[Records taken from a collection]
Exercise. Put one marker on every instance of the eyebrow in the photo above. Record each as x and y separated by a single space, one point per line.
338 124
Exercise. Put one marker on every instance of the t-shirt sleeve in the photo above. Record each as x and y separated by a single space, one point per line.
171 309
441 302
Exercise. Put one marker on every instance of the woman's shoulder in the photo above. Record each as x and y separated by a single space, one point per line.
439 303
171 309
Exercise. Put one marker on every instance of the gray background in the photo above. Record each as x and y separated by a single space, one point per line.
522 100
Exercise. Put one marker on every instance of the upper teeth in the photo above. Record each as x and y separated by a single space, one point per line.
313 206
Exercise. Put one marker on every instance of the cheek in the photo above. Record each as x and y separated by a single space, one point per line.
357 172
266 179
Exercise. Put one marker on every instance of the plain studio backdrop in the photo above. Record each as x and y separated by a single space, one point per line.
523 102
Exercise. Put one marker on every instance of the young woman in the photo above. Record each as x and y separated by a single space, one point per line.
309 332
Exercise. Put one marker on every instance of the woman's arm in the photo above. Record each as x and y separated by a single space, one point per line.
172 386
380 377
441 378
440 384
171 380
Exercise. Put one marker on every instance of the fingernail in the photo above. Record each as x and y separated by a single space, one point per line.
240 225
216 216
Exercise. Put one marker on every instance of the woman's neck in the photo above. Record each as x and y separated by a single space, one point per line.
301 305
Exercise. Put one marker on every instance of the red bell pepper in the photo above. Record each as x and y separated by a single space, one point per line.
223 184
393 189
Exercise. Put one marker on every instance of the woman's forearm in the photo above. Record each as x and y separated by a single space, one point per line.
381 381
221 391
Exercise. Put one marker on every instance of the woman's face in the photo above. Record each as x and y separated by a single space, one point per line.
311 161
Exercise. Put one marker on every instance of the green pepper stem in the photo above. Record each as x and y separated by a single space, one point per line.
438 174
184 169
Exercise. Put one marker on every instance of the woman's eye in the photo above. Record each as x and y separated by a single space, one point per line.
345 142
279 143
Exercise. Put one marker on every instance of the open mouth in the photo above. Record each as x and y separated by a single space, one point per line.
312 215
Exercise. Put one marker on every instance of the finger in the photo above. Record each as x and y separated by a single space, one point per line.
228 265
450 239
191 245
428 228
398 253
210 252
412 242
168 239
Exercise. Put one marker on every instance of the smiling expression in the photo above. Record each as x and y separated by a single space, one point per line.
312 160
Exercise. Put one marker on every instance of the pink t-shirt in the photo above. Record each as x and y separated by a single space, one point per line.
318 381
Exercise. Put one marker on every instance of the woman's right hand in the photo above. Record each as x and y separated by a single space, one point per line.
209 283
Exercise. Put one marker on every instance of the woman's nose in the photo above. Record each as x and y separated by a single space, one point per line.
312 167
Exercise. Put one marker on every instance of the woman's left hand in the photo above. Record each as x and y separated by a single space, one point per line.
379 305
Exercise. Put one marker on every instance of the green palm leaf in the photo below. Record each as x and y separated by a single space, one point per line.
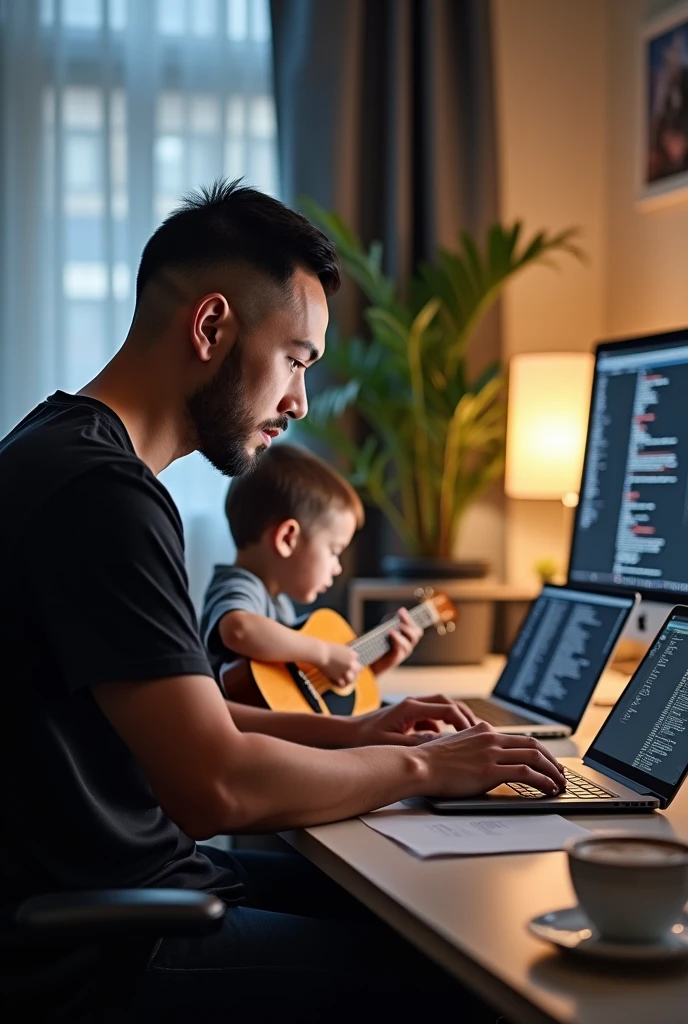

# PROBLEM REQUIREMENTS:
Return every item above word for word, leaving out the pictures.

# SOLUTION TO THIS PROBLEM:
Exercise. Put one marker on every instance of the eyebrow in the photo above. Record each as x and y separated by a single space, one point per line.
338 124
Exercise. Put one marker on every instance of the t-shirt sleeve in the photo above. Record each as x and y separated by a single space, one point per line.
171 309
441 302
Exercise. Put one marker on every instance of the woman's shoulder in the photo above. Record each as x and y separated by a single space, one point per line.
439 303
171 309
Exercise. Put one marker on every instance of the gray background in the photo above. Record each as x and y separated by a single space, one point per line.
522 100
Exercise. Put one marker on every instance of the upper teeth in the photo above. Record each as x and y separated by a single space, one point per line.
313 206
Exercise. Put one marker on every instance of the cheek in the photo above. Record each as x and y separated by a single space, one point per line.
357 172
266 179
Exercise. Put one marker on every instance of the plain studio backdrop in the photo above. Record each as x and y separated by a single space, one point per line.
523 102
Exercise. Put one marker on every instance of the young woman in the photo above. Record each as x and y separated by a single space, one point per line.
309 332
Exercise. Put one marker on every instance of the woman's arm in the photo above. Record each as x and y separated by a single space, one point per line.
172 386
380 377
441 378
440 384
171 380
Exercise. Put one marker on every instance of the fingernail in the photo above. Record each as x and y separated by a single space, one point per line.
240 225
216 216
Exercise. Put one marker on every instance of the woman's neck in the photo above. Record each as x and y separated by a single space, one point per line.
301 305
Exercise. Put one marker on every instance of the red bell pepper in the photo above. Record each as x and y separated by a single space, one point per line.
223 184
393 189
Exercise. Put one marker on every instance of the woman's forearm in the photo above. Record each as x and y separated by a single space, one point per line.
381 381
221 391
Exercise. Put one marker on every instance of the woman's face in the photo above. Record each as x and y separated by a single space, one point per line.
311 161
Exercise. Put one marker on every instance of the green pepper stem in the photo above. Record each as x and y separated by a single space, one point per line.
438 174
184 169
Exercise. Put one marker on every instance of the woman's eye in the photo above. Record each as x and y separated by a single space, one point per line.
345 142
279 143
Exercise. Put one marker on every instance of the open mouth in the photo above. Record each as x and y separated by a single space, one point per line.
312 215
Exercise. Put one marker on every instance of the finger in the photo above. Record each as x and y separated by a single space, one point per line.
228 265
450 239
191 245
428 228
398 253
210 252
412 242
168 239
Exercise. Put one marker on every instance of the smiling expression in the photo above. Record each as x and y separated by a single space, one point per line.
312 160
Exercise. Put one marker on every instance of the pink t-shirt in the photo above. Record each as x and y separated by a single space, one point per line.
318 381
Exercise. Put one marker on every instance of the woman's right hand in the photo above. Record each as x and y separated by a single space, one point per line.
209 283
Exercise. Put one marker on every instance of the woman's nose in the photo above. Record each as x and y separated by a single space, one point per line.
312 167
Exercise. Put one marker on every instance of the woman's left hand in the photo above. Record each as x and y separated by a single space, one point per line.
379 305
Exercise. Put one marker on every instance of the green palm leaf in the photo below. Record each as x and y separated by a single space, one point per line.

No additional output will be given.